▸ Selected passage:
————

Madeira |
Despite
being warned about morning showers, we sailed into Funchal, capital of the
Portuguese island of Madeira with it bathed in sunlight. The city rises very steeply on all sides,
with many villages clinging precariously to the side of very steep hills.
A coach for six |
By
9:15am we were ready to board our wheelchair accessible mini coach for a three
hour tour “the Scenes of Madeira”.
Jane, Fred, Marg, John, Jenny, Richard |
Fred
and Jenny had booked this tour and so had another couple, Jane (a wheelchair
user) and Richard from Hampshire who we’d already met on the ship. So we were a very jolly group of tourists, as
you can see from our photos.
Louisa, our guide |
Our
guide Louisa had a South African accent and had been born there. She had been brought “home” to Madeira by her
parents when she was 15 and had never left.
She had plenty of work leading mountain climbing and coach tours.

————

▸ Required actions:
1) In the Madeira travel account, at what age was the guide Louisa brought to Madeira by her parents?
2) Pick up the Madeira travel account after its final sentence and carry it forward.

(Excerpts from point annotation data)
————

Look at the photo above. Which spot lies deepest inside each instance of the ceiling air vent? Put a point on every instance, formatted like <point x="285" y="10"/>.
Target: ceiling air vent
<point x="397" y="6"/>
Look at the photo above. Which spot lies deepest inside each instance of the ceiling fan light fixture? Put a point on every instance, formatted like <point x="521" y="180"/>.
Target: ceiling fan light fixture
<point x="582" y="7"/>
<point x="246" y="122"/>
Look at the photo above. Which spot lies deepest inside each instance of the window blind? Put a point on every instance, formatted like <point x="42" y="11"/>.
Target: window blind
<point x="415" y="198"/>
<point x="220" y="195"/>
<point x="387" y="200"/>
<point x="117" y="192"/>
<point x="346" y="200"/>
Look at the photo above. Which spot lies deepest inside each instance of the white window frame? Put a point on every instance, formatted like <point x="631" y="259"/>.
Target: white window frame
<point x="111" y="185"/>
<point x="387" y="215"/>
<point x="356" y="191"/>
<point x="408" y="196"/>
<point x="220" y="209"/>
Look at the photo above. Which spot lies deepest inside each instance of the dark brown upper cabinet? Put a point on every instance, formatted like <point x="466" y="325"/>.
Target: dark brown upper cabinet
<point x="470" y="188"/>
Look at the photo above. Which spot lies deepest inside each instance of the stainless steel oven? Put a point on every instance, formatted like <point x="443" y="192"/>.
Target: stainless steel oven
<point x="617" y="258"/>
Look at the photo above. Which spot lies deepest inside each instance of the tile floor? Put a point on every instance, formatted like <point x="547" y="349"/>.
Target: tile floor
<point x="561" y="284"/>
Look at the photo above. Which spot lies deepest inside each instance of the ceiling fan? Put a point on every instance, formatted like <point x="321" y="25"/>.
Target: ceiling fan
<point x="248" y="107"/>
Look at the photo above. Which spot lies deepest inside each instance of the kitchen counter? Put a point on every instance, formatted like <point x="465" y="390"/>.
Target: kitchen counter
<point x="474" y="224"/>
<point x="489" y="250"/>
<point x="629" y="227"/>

————

▸ Task-by-task outputs:
1) She was 15.

2)
Cars
and trucks in Madeira need very strong engines since they get an amazing
workout on the steep and winding roads which were built only in the early 20th
century. Prior to that, the locals were
reliant on foot and donkey to travel anywhere on the island. In the past 20 years, a network of tunnels
and motorway flyovers has been created.
The airport has also been vastly extended using EU loans which they are
having difficulty paying back. There is
much unemployment due to the GST which has hit Madeira hard. It reminded us of the stories of Ireland with
its large injection of EU loans prior to the downturn in its economy.
Although
much nearer Africa than Portugal, Madeira did not have an indigenous population
prior to it being claimed by Portugal in the late 1400s. The population speaks Portuguese with a
distinct accent and is 95% Catholic.
There are many saints recognised.
Sheep being herd by a shepherd, sans dog. |
The
coach took us way up the hills through Monte and a number of remote villages
through forested areas which included a great number of blue gums. Hydrangeas grow along the roadsides like
weeds, as do many other flowering plants from places near and far. Jacarandas in full flower, coral trees,
cedars etc.
A plot of land much larger than most |
Most
homes have a small plot of land beside or in front, wherever can be made into a
flat piece of land, often terraced, and grow vegetables for domestic
consumption.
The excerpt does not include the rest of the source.